### AIM OF THE TASK
Change every occurrence of "takes one point" in the material to "receives a single point", leaving all other text exactly as it stands.

### ENTRIES PROVIDED
========================================

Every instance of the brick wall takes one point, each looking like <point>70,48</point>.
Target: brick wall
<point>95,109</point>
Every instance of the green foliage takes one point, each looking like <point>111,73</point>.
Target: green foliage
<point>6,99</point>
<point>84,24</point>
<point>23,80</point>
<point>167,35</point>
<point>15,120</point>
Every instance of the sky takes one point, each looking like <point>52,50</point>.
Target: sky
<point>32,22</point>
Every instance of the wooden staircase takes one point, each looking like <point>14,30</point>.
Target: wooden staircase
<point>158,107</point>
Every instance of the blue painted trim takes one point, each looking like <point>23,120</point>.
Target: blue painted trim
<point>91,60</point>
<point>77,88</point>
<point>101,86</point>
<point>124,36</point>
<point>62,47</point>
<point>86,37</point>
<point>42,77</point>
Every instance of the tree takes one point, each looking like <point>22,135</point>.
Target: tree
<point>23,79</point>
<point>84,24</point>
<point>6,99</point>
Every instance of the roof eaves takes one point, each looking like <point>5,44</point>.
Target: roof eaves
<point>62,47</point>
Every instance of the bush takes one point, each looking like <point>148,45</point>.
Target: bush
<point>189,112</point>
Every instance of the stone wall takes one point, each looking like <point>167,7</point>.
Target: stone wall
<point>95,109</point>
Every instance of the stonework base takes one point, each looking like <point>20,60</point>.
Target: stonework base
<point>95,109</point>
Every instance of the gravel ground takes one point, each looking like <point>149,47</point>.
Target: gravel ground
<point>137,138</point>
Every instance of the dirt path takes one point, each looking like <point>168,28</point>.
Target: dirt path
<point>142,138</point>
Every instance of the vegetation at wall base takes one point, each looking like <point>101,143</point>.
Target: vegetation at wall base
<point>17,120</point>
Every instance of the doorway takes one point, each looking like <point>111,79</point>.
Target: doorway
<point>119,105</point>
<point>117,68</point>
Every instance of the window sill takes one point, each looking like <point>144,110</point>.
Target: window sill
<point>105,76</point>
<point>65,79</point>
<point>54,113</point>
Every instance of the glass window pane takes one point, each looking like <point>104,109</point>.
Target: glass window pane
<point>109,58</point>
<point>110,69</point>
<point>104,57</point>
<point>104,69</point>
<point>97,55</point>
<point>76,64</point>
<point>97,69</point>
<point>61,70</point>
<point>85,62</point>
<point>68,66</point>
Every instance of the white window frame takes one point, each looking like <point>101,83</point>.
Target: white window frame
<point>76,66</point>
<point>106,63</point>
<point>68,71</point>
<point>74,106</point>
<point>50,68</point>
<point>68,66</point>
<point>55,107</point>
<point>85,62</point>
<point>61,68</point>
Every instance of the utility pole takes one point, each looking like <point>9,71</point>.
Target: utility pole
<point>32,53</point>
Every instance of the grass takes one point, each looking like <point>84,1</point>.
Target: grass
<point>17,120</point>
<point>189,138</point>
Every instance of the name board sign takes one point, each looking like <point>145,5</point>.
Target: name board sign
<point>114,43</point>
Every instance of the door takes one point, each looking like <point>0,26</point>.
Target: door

========================================

### RIGHT ANSWER
Every instance of the brick wall receives a single point, each looking like <point>70,48</point>.
Target: brick wall
<point>95,109</point>
Every instance of the green foliage receives a single point, each looking like <point>111,73</point>.
Target: green foliage
<point>6,99</point>
<point>84,24</point>
<point>23,80</point>
<point>167,35</point>
<point>15,120</point>
Every instance of the sky receives a single point, each looking like <point>52,50</point>.
Target: sky
<point>32,22</point>
Every instance of the wooden staircase receives a single point, each looking like <point>14,30</point>.
Target: wooden staircase
<point>158,107</point>
Every instance of the blue painted trim receives a single point, each looking like <point>23,120</point>.
Target: blue painted trim
<point>91,60</point>
<point>77,88</point>
<point>101,86</point>
<point>124,36</point>
<point>62,47</point>
<point>86,37</point>
<point>42,77</point>
Every instance of the tree receives a single point, each looking like <point>22,135</point>.
Target: tree
<point>23,79</point>
<point>84,24</point>
<point>6,99</point>
Every instance of the roof eaves receives a single point, each looking like <point>5,44</point>.
Target: roof eaves
<point>62,47</point>
Every instance of the bush receives a single point, each looking like <point>148,45</point>.
Target: bush
<point>189,112</point>
Every instance of the stone wall receives a single point, each looking like <point>167,7</point>.
Target: stone wall
<point>95,109</point>
Every instance of the stonework base receives a single point, each looking like <point>20,60</point>.
Target: stonework base
<point>95,109</point>
Every instance of the gravel ground receives a single point, each looking like <point>149,47</point>.
Target: gravel ground
<point>137,138</point>
Every instance of the dirt path receives a single point, each looking like <point>168,28</point>.
Target: dirt path
<point>142,138</point>
Every instance of the vegetation at wall base receives a single point, each looking like <point>101,143</point>.
Target: vegetation at wall base
<point>17,120</point>
Every instance of the doorway receives a single point, each looking like <point>111,79</point>.
Target: doorway
<point>119,105</point>
<point>117,68</point>
Every instance of the window sill receives a single point, each looking like <point>144,110</point>.
Target: window sill
<point>105,76</point>
<point>65,79</point>
<point>54,113</point>
Every instance of the glass window pane receives a single point, each looking like <point>104,109</point>.
Target: glass window pane
<point>109,58</point>
<point>110,69</point>
<point>104,57</point>
<point>104,69</point>
<point>97,55</point>
<point>76,64</point>
<point>97,69</point>
<point>61,70</point>
<point>85,62</point>
<point>68,66</point>
Every instance of the white window frame receives a single point, each looking like <point>101,83</point>.
Target: white window frame
<point>76,66</point>
<point>106,63</point>
<point>68,71</point>
<point>74,106</point>
<point>50,68</point>
<point>68,66</point>
<point>55,107</point>
<point>85,62</point>
<point>61,68</point>
Every instance of the utility pole receives a single point, each looking like <point>9,71</point>.
Target: utility pole
<point>32,53</point>
Every instance of the grass receives a single point, each looking like <point>84,1</point>.
Target: grass
<point>17,120</point>
<point>189,138</point>
Every instance of the name board sign receives a single point, each looking like <point>145,5</point>.
Target: name board sign
<point>114,43</point>
Every instance of the door receives a single point, each looking like <point>0,26</point>.
Target: door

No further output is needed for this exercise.